- Work task A
Answer these questions from the account of the St. Louis surgery trip, one per line:
(i) At which hotel did the writer and the writer's mom stay?
(ii) How did James's manner differ from Ms. Brenda's?
(iii) Where were they headed in the van on the morning of the surgery?
- Work task B
Pick up the account of the St. Louis surgery trip where it ends and write the next few sentences.

When my mom and I were packing for my spinal cord surgery in St. Louis, I remember asking her what she was nervous about.

One of her worries, she said, was that we were flying a thousand miles across the country to a state where we had never been—to a state where we knew no one and had no family. We would be alone.

We didn’t know yet about James and Ms. Brenda.

James was quiet and Ms. Brenda was spirited, but both were long-time staff members at the Chase Park Plaza Hotel where we were staying, and both radiated kindness and warmth.

And when they heard why we were there, both offered to pray for me.

They didn’t offer in the way that some people do—if you’re a reader with a visible disability yourself, maybe you know what I’m talking about. They weren’t at all like the folks who stop you in the middle of your grocery shopping and stare at you with pity in their eyes. No—James and Ms. Brenda just wanted us to know we were not alone.

On the morning of my surgery, when my mom and I climbed into the van to go to Children’s Hospital, Ms. Brenda came running out of the hotel, waving her arms and calling for the shuttle to stop. She slid open the shuttle door to the row where I was sitting, wrapped her arms around me, bowed her head, and again she began to pray.

- Supplied information
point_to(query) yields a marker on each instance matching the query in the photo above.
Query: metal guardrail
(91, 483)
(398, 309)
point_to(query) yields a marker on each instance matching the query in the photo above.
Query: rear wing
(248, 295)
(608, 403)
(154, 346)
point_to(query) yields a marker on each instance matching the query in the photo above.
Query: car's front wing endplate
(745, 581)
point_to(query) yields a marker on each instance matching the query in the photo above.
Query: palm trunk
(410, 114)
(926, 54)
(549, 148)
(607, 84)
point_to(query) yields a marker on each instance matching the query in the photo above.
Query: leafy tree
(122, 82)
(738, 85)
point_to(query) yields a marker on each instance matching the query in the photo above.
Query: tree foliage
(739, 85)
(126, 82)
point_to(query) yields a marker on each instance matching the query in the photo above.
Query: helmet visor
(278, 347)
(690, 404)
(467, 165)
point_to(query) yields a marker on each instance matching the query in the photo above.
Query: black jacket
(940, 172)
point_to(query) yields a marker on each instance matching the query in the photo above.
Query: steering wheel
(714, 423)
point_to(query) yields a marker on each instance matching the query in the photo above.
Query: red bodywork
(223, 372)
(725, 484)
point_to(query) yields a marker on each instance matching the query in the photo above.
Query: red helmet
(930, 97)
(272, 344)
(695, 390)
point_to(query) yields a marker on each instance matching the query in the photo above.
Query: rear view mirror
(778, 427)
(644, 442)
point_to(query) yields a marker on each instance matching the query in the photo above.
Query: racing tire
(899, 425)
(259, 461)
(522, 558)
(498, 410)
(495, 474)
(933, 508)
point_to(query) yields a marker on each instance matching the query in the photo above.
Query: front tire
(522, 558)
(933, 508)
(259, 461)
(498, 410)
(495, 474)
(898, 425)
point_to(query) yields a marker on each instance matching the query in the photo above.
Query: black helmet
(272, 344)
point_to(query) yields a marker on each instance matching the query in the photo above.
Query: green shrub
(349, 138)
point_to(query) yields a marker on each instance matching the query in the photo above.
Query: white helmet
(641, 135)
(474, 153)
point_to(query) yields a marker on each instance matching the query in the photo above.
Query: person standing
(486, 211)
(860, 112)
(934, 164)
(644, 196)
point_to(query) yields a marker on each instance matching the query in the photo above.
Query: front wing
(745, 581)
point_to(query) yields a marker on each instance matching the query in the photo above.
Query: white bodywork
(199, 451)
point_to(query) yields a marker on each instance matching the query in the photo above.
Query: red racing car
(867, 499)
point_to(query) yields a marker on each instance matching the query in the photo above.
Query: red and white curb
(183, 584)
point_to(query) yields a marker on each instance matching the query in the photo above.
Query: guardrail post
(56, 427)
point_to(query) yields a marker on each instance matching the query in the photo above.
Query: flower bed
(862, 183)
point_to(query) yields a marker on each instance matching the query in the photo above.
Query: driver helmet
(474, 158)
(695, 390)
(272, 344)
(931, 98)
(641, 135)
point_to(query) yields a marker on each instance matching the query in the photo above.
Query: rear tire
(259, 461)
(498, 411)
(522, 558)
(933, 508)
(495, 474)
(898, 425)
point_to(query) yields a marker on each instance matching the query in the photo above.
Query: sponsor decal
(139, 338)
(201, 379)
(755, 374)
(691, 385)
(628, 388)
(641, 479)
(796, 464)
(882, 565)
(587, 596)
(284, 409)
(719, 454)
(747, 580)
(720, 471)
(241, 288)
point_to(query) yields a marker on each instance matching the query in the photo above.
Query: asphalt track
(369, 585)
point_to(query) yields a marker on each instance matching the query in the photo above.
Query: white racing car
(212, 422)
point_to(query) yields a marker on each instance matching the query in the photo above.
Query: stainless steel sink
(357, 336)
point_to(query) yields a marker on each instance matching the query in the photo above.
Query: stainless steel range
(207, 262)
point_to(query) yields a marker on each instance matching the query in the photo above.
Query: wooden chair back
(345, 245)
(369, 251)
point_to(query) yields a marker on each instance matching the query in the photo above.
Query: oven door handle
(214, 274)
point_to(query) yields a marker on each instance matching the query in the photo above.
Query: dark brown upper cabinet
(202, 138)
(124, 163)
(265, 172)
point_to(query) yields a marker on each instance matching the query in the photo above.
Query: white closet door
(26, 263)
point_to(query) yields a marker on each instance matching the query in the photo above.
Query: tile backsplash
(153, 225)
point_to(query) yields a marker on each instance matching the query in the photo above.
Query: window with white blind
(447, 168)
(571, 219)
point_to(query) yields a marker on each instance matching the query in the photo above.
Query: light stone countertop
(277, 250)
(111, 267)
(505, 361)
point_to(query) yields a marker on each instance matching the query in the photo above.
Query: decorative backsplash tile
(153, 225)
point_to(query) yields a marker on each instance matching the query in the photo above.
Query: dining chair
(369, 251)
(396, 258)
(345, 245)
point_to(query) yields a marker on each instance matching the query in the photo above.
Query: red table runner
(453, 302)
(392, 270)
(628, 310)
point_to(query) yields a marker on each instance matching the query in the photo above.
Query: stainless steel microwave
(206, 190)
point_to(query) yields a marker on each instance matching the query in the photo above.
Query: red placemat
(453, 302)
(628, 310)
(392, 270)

- Exercise answer A
(i) The Chase Park Plaza Hotel
(ii) James was quiet, while Ms. Brenda was spirited.
(iii) Children's Hospital

- Exercise answer B
She wanted to give me one last hug, one last prayer before I walked through those hospital doors.

Whenever I have returned to St. Louis for treatment, I look for James and Ms. Brenda—two strangers who became family when we needed them most.

Sometimes locals will ask us where we’re staying, and when we tell them that we’re at the Chase Park Plaza, their eyes light up in recognition.

“Oh yes,” they say. “That’s a beautiful hotel.”

“It is,” I reply. But I’m not thinking about the fancy on-site restaurants or the hotel movie theater.

I am thinking of James,
and I am thinking of Ms. Brenda,
and I can’t imagine a more beautiful place.

 

Miss Brenda and James posing next to Kerry (the author of this post) after one of her surgeries. Kerry is sitting in a wheelchair wearing a St. Louis t-shirt. All three are smiling.